▶ [PROBLEM SET]:
a) Name every group of participants examined by multiparametric flow cytometry in the CD39 leukemia abstract, giving the number of people in each.
b) In the CD39 leukemia abstract, how were the AML blasts defined?

▶ [GIVEN PASSAGE]:
====

CD39 Is Predominantly Expressed in Adverse AML Patients and Blockade By a New Anti-CD39 Nanobody Increases Lysis of AML Blasts

Introduction: The ATP-adenosine pathway has a decisive influence on the generation of the immunosuppressive tumor milieu. It has recently been shown that the ectoenzyme CD39 (ectonucleoside triphosphate diphosphohydrolase-1), the key enzyme of the pathway, regulates tumor-associated CD3⁺ T cells and NK cells in both their differentiation and cytotoxic potential. Recently we showed that CD39⁺CD8⁺ T cells represent a subpopulation that differs significantly between the bone marrow (BM) and peripheral blood (PB) of AML patients and healthy donors. In addition, CD39 has been described to be upregulated in solid and hematologic tumor cells and is increasingly recognized as a promising target for immunotherapeutic approaches. CD39 expression was evaluated on AML blasts and investigated for its functional relevance for acute myeloid leukemia (AML).

Methods: CD39 expression status was assessed on mononuclear cells derived from the BM of patients with AML. Multiparametric flow cytometry (MFC) was performed on age-matched patients with newly diagnosed AML (n=48), relapsed AML (n=9), patients in a stable remission (n=10), and non-malignant controls (n=10). T cell-mediated killing of leukemia cells was investigated by incubating AML cell lines with PBMCs from healthy donors and T cells isolated from the PB of AML patients with their corresponding autologous BM-derived AML blasts. Cytotoxicity was determined by MFC analyses using 7-AAD staining.

Results: Thirty six percent of AML blasts, being defined as CD33⁺CD117⁺ cells, expressed CD39 (median frequency 36.6%). To evaluate the prognostic relevance of CD39, we stratified the patients with pAML according to their European Leukemia Network (ELN) risk groups (favorable n=16, intermediate n=17 or adverse n=15). Patients with an adverse ELN risk showed the highest frequencies and median fluorescence intensity of CD39⁺ AML blasts compared to patients with intermediate and favorable risk (p=0.0002; p=0.0018 vs. intermediate and p=0.01; p=0.01 vs. favorable). Furthermore, patients with relapsed AML showed significantly higher rates of CD39⁺ AML blasts than patients newly diagnosed or in remission (p=0.008; p=0.0001).

====

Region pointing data
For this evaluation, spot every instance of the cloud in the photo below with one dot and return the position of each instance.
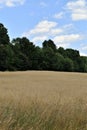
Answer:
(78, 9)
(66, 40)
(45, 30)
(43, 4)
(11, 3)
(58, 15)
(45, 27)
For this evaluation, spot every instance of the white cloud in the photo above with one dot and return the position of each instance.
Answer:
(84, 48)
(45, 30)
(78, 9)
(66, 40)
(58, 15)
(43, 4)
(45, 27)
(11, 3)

====

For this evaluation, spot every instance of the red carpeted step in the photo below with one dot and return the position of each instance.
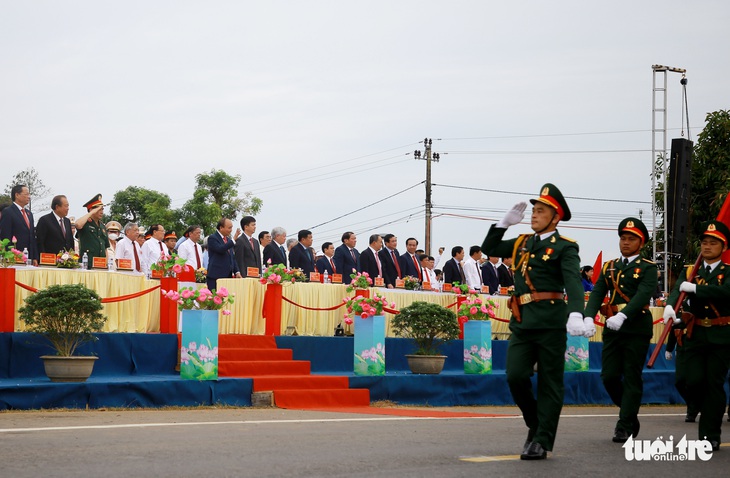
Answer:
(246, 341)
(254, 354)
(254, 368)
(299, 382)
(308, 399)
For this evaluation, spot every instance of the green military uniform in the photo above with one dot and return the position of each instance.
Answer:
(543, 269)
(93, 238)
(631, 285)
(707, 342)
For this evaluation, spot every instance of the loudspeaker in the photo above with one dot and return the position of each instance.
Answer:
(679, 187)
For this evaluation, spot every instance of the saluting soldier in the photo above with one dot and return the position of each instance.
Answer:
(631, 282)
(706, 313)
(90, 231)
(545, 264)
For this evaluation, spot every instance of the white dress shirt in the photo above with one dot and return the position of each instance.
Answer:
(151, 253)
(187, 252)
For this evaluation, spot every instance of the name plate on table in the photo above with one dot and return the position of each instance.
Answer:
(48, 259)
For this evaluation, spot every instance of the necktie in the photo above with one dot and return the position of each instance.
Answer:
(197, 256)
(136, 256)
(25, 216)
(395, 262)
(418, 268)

====

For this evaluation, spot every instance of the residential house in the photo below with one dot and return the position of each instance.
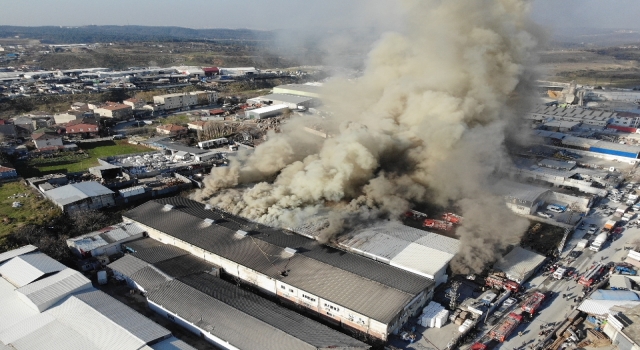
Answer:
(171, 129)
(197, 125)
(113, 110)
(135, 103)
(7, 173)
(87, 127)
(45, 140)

====

▶ [EXERCISE RESPONSES]:
a)
- Newly diagnosed AML (n=48)
- Relapsed AML (n=9)
- Patients in a stable remission (n=10)
- Non-malignant controls (n=10)

b) As CD33⁺CD117⁺ cells.